Furthermore, the exhibits of Wildi's prior driving record and traffic violations that were attached to her brief cannot be considered by this court as there is no indication that they were part of the trial record. See State v. Bogan (Aug. 6, 1998), Cuyahoga App. No. 72278, unreported. Accordingly, Wildi's third assignment of error is found not well-taken and is overruled.
In her fifth assignment of error, Wildi contends that the trial court's alleged offensive comments, along with the use of incorrect information, the inability to consider mitigating circumstances, and the imposition of the sentence constituted an abuse of discretion. In determining whether to impose imprisonment for misdemeanor offenses, the trial court, pursuant to R.C. 2929.22(A):
* * * [S]hall consider the risk that the offender will commit another offense and the need for protecting the public from the risk; the nature and circumstances of the offense; the history, character, and condition of the offender and the offender's need for correctional or rehabilitative treatment; any statement made by the victim under sections 2930.12 to 2930.17 of the Revised Code, if the offense is a misdemeanor specified in division (A) of section 2930.01 of the Revised Code; and the ability and resources of the offender and the nature of the burden that payment of a fine will impose on the offender.
The trial court can also, when appropriate, give consideration to standards set forth in R.C. 2929.12(C) when imposing sentencing for misdemeanor offenses. R.C. 2929.12(C) provides that:
(C) The sentencing court shall consider all of the following that apply regarding the offender, the offense, or the victim, and any other relevant factors, as indicating that the offender's conduct is less serious than conduct normally constituting the offense:
The victim induced or facilitated the offense.
(2) In committing the offense, the offender acted under strong provocation.
(3) In committing the offense, the offender did not cause or expect to cause physical harm to any person or property.
(4) There are substantial grounds to mitigate the offender's conduct, although the grounds are not enough to constitute a defense.
While the trial court is not limited to the criteria pronounced in either R.C. 2929.22 or 2929.12, nothing in either statute imposes any duty on the trial court to set forth its reasoning for imposing sentencing. State v. Carty (Feb. 7, 2002), Cuyahoga App. No. 79213, unreported; State v. Cyrus (1992), 63 Ohio St.3d 164. See, also, State v. Wagner (1992), 80 Ohio App.3d 88, 95-96 ("[f]ailure to consider these criteria constitutes an abuse of discretion, but when the sentence imposed is within the statutory limit, a reviewing court will presume that the trial judge followed the standards set forth in R.C. 2929.22 and 2929.12, absent a showing to the contrary"); State v. Gould (1980), 68 Ohio App.2d 215, 216 ("[i]t is the duty of the trial court to exercise a judicious discretion and to give consideration to the criteria set out in R.C. 2929.22 and, when appropriate, the standards in R.C. 2929.12"); see, also, Cincinnati v. Clardy (1978), 57 Ohio App.2d 153, 156 ("the failure of the court to weigh the factors mandated by R.C. 2929.22 amounts to a failure to exercise the discretion vested in the court by the legislature"). Thus, the burden rests on the defendant to rebut the presumption that the trial court considered the sentencing criteria. Cyrus, supra.

- _TO-DO LIST_
1. List every court case cited by name in the opinion excerpt, giving each case only once.
2. Echo the opinion excerpt word for word, starting with "(2) In committing" and going on through "constitute a defense.".

- _DATASET ROWS_
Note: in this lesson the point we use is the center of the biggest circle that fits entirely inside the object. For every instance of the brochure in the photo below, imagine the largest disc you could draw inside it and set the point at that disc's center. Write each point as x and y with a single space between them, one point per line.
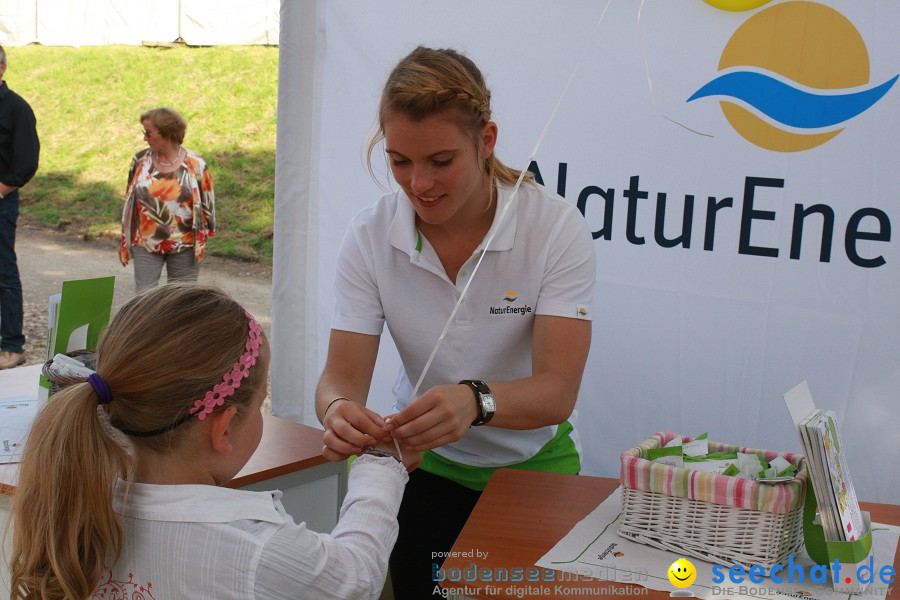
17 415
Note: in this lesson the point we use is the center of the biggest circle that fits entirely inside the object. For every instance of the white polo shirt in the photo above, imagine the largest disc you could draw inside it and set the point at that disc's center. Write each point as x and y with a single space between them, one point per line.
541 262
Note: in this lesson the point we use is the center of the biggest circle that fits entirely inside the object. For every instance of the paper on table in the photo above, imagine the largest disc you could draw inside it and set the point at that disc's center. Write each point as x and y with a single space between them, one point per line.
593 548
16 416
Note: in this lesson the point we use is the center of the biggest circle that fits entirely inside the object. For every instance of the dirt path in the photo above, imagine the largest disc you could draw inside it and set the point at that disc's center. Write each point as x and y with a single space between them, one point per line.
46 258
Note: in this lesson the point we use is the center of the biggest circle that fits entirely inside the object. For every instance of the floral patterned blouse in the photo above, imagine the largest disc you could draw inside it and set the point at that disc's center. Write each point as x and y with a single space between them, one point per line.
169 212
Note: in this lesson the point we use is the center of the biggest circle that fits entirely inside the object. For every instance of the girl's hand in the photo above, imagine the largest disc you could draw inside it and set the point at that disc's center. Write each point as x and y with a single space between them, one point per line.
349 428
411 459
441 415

--

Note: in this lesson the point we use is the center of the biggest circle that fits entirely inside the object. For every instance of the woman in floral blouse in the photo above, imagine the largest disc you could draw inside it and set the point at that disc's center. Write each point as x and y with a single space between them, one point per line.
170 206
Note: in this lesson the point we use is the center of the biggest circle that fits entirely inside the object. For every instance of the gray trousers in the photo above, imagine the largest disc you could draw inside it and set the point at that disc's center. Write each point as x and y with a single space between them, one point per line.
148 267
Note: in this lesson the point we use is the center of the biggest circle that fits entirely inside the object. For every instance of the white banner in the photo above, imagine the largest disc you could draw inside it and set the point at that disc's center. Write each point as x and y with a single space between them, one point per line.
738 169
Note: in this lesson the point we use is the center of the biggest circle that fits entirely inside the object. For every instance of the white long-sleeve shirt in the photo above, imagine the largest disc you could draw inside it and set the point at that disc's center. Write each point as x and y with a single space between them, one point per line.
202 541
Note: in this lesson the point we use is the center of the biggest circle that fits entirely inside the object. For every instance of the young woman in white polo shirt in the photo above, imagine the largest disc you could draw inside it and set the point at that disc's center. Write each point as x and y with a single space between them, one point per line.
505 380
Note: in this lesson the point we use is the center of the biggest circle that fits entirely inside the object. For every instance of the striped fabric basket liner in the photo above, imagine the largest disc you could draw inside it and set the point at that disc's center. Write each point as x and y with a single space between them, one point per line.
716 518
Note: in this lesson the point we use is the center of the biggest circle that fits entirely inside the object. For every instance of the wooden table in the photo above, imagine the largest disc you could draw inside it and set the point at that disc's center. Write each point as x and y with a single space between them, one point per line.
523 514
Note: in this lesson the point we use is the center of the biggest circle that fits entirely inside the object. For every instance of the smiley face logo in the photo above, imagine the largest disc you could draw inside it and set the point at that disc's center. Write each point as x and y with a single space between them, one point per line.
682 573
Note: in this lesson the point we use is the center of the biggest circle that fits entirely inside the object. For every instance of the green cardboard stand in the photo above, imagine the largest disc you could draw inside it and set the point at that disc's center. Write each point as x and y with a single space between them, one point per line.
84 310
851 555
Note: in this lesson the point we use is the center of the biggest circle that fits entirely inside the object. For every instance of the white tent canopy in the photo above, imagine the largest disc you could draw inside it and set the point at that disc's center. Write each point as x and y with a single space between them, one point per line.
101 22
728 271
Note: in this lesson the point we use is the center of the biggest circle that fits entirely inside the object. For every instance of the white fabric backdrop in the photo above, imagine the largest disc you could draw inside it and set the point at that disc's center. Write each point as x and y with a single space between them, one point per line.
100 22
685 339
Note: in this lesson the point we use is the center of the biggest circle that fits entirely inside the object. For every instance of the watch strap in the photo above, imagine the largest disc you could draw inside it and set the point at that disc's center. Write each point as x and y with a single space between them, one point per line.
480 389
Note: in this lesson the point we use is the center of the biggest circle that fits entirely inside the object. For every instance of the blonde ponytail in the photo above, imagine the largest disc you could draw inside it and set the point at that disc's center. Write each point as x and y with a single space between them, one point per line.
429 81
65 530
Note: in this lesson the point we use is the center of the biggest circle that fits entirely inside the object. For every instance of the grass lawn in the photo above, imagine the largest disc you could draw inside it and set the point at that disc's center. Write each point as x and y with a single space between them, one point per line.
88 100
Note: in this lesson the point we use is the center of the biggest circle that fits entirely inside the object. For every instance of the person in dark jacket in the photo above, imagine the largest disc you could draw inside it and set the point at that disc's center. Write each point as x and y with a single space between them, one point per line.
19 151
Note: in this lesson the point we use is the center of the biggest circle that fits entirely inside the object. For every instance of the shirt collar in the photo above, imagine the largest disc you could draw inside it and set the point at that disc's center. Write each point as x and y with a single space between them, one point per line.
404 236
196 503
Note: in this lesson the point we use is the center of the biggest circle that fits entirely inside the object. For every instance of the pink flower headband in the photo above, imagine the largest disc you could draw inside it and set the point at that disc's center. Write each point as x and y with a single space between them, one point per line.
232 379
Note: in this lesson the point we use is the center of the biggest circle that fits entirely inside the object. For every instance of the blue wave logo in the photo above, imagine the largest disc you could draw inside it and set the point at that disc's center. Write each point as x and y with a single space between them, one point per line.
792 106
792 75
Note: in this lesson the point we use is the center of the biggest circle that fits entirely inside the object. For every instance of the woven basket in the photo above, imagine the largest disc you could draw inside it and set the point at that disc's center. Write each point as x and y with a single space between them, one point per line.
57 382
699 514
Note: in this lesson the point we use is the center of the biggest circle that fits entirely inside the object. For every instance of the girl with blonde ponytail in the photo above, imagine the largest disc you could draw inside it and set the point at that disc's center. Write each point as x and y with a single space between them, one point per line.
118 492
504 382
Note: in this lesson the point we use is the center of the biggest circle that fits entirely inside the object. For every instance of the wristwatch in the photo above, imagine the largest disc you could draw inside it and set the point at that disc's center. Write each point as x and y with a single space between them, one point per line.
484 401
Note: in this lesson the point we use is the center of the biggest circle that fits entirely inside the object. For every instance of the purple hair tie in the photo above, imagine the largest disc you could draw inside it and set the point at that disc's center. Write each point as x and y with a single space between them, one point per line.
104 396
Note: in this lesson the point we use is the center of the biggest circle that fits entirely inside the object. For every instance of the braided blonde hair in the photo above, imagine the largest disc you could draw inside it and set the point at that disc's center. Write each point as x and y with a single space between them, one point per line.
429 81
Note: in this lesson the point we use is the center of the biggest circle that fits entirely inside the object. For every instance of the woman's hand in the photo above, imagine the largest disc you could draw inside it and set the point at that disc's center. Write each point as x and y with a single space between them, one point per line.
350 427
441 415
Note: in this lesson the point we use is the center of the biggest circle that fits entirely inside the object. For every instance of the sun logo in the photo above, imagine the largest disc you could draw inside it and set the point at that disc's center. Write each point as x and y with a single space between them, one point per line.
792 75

- _ANSWERS IN ORDER_
1.
State v. Bogan
State v. Carty
State v. Cyrus
State v. Wagner
State v. Gould
Cincinnati v. Clardy

2.
(2) In committing the offense, the offender acted under strong provocation.
(3) In committing the offense, the offender did not cause or expect to cause physical harm to any person or property.
(4) There are substantial grounds to mitigate the offender's conduct, although the grounds are not enough to constitute a defense.